**Brief:**
Please answer three questions from the text below on parentheses and quotation marks in Python output:
1. What does the text say the line using commas between the pieces of the response actually creates?
2. Which method does it recommend for getting a string without surrounding space?
3. What line can be added to the top of a file so that print behaves as it does in Python 3?

**Extract:**
+-------+
Parentheses and Quotation Marks in Output

How to prevent parentheses and quotation marks from being printed when printing a string with dictionaries/lists?

When you do this:

response = '- - PLAYER used ',user, 'on the enemy. It did ',overall,' damage'

You're actually making a tuple, which is a sequence of separate values, which is why it prints that way.

Try this instead:

response = '- - PLAYER used ' + user + ' on the enemy. It did ' + str(overall) + ' damage'

How do I remove parentheses and single quotation marks from my output?

The result of split is a list. If you want the str without surrounding space, you should use strip

person = "    xx   "
what_he_said = " abc!"
print(f"{person.strip()}曾经说过,“{what_he_said.strip()}”")

Why this single quotes and braces in output in python?

The output you are seeing is due to the fact that you are using Python 2, but you're using the print syntax from Python 3. In Python 3, print is a function and takes arguments like other functions (as in print(...)).

In Python 2, print is a statement, and by using parentheses you are actually passing it a tuple as its first argument (so you are printing out the Python representation of a tuple).

You can fix this in two ways.

If you add from __future__ import print_function to the top of your file, then print will behave like it does in Python 3.
+-------+
**Collected material:**

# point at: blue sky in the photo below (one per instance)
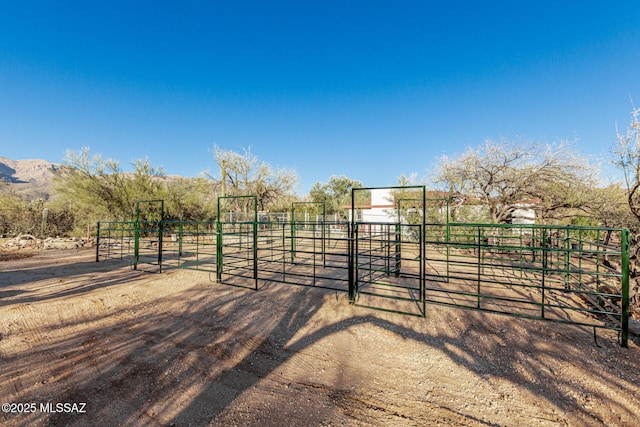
+-------+
**Finished answer:**
1. A tuple, which is a sequence of separate values.
2. strip
3. from __future__ import print_function